*** Block opens ***
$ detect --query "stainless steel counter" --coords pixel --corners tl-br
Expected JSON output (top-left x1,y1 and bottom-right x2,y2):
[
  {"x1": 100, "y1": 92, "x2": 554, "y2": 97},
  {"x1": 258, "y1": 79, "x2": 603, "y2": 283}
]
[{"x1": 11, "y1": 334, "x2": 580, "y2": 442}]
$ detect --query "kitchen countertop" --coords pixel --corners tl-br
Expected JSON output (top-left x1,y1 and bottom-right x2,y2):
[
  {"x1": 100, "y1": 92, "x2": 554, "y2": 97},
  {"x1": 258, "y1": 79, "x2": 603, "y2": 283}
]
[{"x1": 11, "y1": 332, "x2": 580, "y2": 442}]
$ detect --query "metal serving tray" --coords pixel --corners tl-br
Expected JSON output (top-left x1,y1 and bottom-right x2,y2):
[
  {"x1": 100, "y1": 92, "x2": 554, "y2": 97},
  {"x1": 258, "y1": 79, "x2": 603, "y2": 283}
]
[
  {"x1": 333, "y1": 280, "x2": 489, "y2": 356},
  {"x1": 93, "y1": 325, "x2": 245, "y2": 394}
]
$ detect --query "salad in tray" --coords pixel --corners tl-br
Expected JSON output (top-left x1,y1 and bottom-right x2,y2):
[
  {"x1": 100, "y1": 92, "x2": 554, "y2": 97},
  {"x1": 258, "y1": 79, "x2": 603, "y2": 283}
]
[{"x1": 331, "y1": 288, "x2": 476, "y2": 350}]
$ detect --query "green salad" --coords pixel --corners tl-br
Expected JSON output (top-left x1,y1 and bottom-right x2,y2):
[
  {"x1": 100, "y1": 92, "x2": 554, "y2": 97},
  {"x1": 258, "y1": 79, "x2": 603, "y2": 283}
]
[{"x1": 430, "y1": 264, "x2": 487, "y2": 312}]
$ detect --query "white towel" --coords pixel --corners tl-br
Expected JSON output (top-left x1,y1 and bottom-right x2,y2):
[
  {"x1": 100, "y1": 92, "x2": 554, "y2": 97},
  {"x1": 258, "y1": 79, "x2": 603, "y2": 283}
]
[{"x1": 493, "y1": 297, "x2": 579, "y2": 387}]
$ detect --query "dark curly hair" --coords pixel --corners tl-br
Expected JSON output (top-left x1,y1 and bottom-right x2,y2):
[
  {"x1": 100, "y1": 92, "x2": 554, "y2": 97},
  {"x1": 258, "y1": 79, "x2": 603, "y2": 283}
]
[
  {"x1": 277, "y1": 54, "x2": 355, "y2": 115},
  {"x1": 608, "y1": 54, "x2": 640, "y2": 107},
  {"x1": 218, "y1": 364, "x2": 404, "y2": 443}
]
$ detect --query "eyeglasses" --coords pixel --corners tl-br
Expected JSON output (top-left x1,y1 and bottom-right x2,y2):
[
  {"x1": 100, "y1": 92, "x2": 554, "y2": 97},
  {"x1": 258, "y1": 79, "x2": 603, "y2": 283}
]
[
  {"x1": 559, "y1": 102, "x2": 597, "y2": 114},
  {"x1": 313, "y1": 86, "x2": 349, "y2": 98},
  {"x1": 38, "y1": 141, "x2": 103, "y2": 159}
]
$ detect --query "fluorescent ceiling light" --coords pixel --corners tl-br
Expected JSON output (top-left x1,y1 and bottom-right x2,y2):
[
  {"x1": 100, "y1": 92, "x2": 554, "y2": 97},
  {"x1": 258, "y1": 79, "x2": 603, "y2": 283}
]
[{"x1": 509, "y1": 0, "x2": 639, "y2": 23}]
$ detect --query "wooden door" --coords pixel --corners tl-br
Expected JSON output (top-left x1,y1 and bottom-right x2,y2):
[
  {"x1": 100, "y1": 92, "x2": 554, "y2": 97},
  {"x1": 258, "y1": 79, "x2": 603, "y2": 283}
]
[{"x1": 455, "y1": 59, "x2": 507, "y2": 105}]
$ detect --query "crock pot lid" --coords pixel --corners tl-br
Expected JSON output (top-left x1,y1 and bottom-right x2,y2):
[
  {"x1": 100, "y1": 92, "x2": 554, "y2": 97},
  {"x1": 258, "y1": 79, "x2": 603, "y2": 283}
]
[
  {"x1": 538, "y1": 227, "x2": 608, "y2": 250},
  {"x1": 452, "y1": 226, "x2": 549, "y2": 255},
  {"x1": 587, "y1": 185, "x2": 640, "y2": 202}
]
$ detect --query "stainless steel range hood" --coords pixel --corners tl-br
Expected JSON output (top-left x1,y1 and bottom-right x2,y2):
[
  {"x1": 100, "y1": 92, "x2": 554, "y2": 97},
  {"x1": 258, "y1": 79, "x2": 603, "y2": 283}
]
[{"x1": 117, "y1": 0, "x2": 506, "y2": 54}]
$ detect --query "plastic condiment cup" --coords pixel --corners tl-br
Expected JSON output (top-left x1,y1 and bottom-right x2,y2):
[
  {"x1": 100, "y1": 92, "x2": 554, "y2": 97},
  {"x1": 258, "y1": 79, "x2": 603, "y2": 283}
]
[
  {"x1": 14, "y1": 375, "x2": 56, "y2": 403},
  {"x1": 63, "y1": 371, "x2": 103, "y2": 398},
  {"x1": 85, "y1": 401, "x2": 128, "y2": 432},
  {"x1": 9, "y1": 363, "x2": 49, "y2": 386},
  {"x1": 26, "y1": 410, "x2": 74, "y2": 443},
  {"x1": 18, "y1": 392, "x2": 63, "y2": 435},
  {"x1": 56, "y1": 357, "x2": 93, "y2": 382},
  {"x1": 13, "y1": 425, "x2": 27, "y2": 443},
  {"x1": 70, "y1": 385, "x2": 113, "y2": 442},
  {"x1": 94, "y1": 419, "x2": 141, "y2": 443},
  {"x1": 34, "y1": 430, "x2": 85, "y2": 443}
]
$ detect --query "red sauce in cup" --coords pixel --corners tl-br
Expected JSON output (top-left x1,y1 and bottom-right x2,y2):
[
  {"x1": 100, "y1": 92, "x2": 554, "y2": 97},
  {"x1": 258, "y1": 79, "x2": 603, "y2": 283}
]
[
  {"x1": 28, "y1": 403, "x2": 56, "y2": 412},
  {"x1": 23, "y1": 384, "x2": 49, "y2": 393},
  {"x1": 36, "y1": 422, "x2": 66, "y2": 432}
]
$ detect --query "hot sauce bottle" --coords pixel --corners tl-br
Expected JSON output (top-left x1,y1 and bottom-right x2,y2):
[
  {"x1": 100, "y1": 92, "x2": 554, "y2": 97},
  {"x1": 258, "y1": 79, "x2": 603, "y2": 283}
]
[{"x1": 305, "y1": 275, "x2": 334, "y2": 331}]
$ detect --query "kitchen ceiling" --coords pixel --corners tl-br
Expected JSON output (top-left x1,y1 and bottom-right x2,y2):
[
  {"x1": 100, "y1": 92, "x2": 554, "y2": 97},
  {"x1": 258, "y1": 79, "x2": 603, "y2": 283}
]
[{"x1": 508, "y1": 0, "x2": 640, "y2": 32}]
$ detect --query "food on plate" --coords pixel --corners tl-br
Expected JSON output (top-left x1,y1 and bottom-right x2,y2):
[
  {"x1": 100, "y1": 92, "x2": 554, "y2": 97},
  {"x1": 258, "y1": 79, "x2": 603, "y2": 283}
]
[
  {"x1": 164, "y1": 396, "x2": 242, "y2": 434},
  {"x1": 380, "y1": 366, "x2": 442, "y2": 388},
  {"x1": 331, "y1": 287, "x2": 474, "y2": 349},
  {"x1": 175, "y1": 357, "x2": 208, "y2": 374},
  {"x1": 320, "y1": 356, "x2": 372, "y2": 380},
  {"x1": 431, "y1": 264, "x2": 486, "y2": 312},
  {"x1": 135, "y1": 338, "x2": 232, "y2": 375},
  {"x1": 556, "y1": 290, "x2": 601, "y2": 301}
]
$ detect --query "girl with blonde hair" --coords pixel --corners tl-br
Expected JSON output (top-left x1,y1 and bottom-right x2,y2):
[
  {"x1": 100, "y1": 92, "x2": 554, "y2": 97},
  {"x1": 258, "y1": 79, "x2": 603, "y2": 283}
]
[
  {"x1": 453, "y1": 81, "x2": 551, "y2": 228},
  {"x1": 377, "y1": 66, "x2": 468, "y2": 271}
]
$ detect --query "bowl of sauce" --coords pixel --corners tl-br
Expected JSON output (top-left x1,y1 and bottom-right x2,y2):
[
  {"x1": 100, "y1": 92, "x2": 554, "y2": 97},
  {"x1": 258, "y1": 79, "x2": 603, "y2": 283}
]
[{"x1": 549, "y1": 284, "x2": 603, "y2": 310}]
*** Block closes ***
> ABOUT THIS EXERCISE
Wherever the word "hair" appears in the data, return the whole line.

> YOUR SOLUTION
$ detect --query "dark curly hair" --coords pixel --corners tl-br
$ detect --query "girl with blonde hair" --coords pixel --corners tl-br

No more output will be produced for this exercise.